Retype the records below word for word and omit any image.

(Dataset entries)
• • • • •

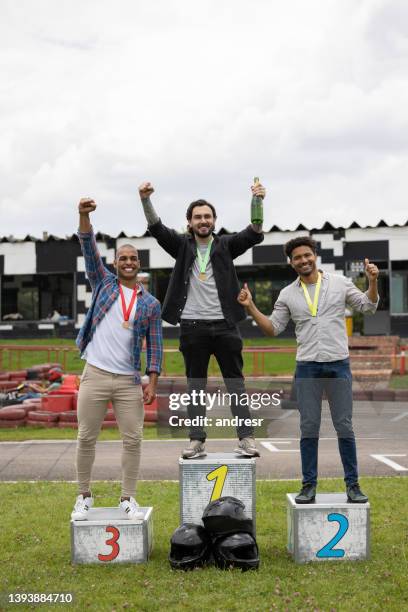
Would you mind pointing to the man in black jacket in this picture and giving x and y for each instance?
(202, 296)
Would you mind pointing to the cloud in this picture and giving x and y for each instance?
(199, 99)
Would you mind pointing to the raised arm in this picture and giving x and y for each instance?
(168, 238)
(95, 270)
(358, 300)
(258, 190)
(245, 299)
(245, 239)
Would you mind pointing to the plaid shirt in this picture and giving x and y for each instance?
(105, 290)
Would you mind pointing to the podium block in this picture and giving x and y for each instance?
(110, 537)
(328, 530)
(216, 475)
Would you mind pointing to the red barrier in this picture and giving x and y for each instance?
(57, 403)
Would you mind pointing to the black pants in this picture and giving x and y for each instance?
(198, 341)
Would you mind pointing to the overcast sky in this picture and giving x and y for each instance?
(198, 97)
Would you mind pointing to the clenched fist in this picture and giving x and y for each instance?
(372, 271)
(258, 190)
(244, 296)
(86, 206)
(145, 190)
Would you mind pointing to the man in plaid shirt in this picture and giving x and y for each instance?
(122, 314)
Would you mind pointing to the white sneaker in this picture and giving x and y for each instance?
(131, 508)
(247, 447)
(81, 508)
(196, 448)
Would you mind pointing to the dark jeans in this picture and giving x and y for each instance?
(198, 341)
(313, 379)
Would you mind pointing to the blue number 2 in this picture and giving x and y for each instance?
(327, 550)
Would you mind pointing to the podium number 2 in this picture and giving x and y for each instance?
(113, 542)
(327, 550)
(219, 475)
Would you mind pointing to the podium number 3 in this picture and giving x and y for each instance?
(219, 475)
(327, 550)
(113, 542)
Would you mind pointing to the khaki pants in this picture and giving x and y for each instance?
(97, 388)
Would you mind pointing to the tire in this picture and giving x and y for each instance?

• • • • •

_Solution to the problem:_
Would you mind pointing to the man in black jacket in this picture and giving x and y for each instance?
(202, 296)
Would you mind pointing to the cloud in this picture and giving x and y for each instance?
(199, 99)
Would you mind pointing to the raised arm in this picture and giving x and y for each instance?
(168, 238)
(95, 270)
(358, 300)
(258, 190)
(245, 299)
(245, 239)
Would you mind pointing to the plaid shirt in this picture and giving x and y for each instance?
(105, 290)
Would you mind pointing to the podium block in this picture and giving x and y for each instance?
(110, 537)
(328, 530)
(216, 475)
Would you mind pointing to the red barrier in this picture and giving x and y for each instance?
(57, 403)
Would you mind pointing to the black pants in this picture and giving x and y for each instance?
(198, 341)
Would you mind pointing to the overcast sky in this picture and giving x and y for each instance?
(198, 97)
Would you mind pointing to the clenched fist in this picture and giving x and y for each instance?
(372, 271)
(258, 190)
(244, 296)
(86, 206)
(145, 190)
Would you mind pointing to the man in plaid shirt in this picture and giving x and y for each instance?
(122, 314)
Would you mind pointing to the white sneaker in this picture and giving x and y for each instance?
(131, 508)
(247, 447)
(81, 508)
(196, 448)
Would you mind pointing to the dark jeans in this picture and giving x and y for each instance?
(198, 341)
(313, 379)
Would you mind pointing to the blue number 2 in this picture and giving x and y for each instance?
(327, 550)
Would you mind pointing to the podium number 2 in this picture and giving x and y for each instance?
(113, 542)
(327, 550)
(219, 475)
Would you mind pointing to the podium number 3 in this picture and giving x and y for each instance?
(219, 475)
(327, 550)
(113, 542)
Would you mind pointing to the khaki pants in this picture and giving x and y for each instance?
(97, 388)
Would you mind pointing to the tire in this picture and giving x and y for each instance?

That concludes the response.